▸ **Provided material**
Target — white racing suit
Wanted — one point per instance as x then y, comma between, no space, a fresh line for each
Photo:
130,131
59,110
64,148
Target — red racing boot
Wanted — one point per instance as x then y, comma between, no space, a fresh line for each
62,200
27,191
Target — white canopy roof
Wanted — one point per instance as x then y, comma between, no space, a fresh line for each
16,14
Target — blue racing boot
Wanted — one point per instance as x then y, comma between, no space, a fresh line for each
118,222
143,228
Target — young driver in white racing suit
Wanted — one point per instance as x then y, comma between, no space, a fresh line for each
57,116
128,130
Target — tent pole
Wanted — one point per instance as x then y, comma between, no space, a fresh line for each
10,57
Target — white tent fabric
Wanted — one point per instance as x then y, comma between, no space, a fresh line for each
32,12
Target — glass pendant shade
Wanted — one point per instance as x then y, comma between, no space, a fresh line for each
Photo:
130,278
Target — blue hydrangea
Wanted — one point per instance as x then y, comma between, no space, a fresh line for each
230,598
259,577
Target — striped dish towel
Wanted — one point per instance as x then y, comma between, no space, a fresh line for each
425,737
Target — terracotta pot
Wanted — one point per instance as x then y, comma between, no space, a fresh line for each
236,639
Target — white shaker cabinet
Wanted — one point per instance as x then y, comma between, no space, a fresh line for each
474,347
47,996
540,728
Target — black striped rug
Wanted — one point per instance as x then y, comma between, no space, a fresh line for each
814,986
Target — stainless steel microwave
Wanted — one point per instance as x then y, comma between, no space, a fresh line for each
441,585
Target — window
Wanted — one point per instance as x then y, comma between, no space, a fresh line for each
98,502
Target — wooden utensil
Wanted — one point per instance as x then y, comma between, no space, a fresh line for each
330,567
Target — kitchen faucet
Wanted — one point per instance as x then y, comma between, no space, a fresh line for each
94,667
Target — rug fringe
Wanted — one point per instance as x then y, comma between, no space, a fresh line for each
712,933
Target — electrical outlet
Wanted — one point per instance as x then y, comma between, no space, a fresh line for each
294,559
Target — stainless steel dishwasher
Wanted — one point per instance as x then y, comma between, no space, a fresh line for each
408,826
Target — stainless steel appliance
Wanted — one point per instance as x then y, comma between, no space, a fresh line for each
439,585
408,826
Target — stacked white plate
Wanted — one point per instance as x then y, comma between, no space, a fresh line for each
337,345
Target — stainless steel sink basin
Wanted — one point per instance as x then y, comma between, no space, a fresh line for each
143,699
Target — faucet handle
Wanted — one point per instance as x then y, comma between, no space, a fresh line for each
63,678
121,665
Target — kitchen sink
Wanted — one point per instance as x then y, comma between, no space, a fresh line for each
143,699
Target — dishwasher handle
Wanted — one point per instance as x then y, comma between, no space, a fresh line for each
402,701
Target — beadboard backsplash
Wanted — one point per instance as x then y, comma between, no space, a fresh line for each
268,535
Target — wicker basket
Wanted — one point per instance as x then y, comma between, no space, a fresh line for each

▸ **Problem requirements**
Render every line of the records above as a numbered list, omitting any blank lines.

▸ **Answer for the task**
1. Target — white racing suit
2. Wanted — one point per instance as x then y, comma between, no space, a fresh line for each
3. Photo:
4. 130,131
5. 59,110
6. 64,148
7. Target — red racing boot
8. Wanted — one point per instance as x then y, comma between, no space, a fresh line for each
9. 62,200
10. 27,191
11. Target — white canopy roof
12. Wanted — one point per instance as x then y, comma between, no space, a fresh line for each
13. 16,14
14. Target — blue racing boot
15. Wanted — one point per instance as x then y, comma between, no space, a fresh line for each
16. 118,222
17. 143,228
18. Target — young driver in white racing suit
19. Wanted — one point per instance as x then y, comma between, no space, a fresh line for each
20. 57,116
21. 128,130
22. Target — tent pole
23. Wanted — one point per instance as x then y, comma between, no space, a fresh line for each
24. 10,57
25. Target — white tent fabric
26. Wanted — one point per instance as x then y, comma between, no space, a fresh line for each
27. 32,12
28. Target — glass pendant shade
29. Wanted — one point per instance as x then y, comma between, no space, a fresh line for each
30. Photo:
31. 130,278
32. Target — blue hydrangea
33. Wanted — one point per instance as x then y, comma between, no space, a fresh line for each
34. 230,598
35. 259,577
36. Target — striped dish towel
37. Wanted — one point per instance as x then y, comma between, no space, a fresh line for each
38. 425,737
39. Target — terracotta pot
40. Wanted — one point per instance as x then y, comma between, no space, a fresh line for each
41. 236,639
42. Target — white shaker cabinet
43. Wanted — one point per instance as x then y, comma between, no space, a fresh line for each
44. 474,347
45. 47,996
46. 540,728
47. Target — black striped rug
48. Wanted — one point per instance as x then y, comma between, no space, a fresh line for each
49. 814,986
50. Target — stainless steel microwave
51. Wanted — one point per instance as x then y, comma between, no space, a fresh line for each
52. 441,585
53. Target — window
54. Wanted — one point per instance as x then y, comma between, no space, a fresh line for each
55. 98,502
56. Target — wooden utensil
57. Wanted — one point per instance as x then y, comma between, no space, a fresh line for each
58. 330,567
59. Target — kitchen faucet
60. Wanted — one point per instance as x then y, comma between, no space, a fresh line for each
61. 94,667
62. Target — rug fringe
63. Wanted — one point per instance as x then y, comma between, no space, a fresh line for each
64. 712,933
65. Target — electrical outlet
66. Wanted — one point per instance as x then y, comma between, no space, a fresh line for each
67. 294,559
68. Target — stainless steel dishwasher
69. Wanted — one point per instance as x then y, comma between, no space, a fresh line for each
70. 408,826
71. Target — stainless steel appliance
72. Wanted — one point per instance as x then y, comma between, no space, a fresh line for each
73. 439,585
74. 408,826
75. Target — stacked white plate
76. Wanted — one point per instance as x then y, comma between, no space, a fresh line for each
77. 337,345
78. Target — stainless steel sink basin
79. Wanted — one point per instance as x then y, comma between, no space, a fresh line for each
80. 143,699
81. Target — faucet handle
82. Wanted — one point per instance as x then y, comma between, no space, a fresh line for each
83. 63,678
84. 121,665
85. Target — kitchen sink
86. Wanted — one point per instance as x then y, comma between, no space, a fresh line for each
87. 143,699
88. Target — dishwasher handle
89. Wanted — one point per instance as x then y, comma between, no space, a fresh line for each
90. 402,701
91. Target — beadboard backsplash
92. Wanted — one point per instance as x then y, comma between, no space, a fresh line for each
93. 268,535
94. Target — wicker basket
95. Wanted — one point per instance as x then y, comma between, no space, a fresh line for each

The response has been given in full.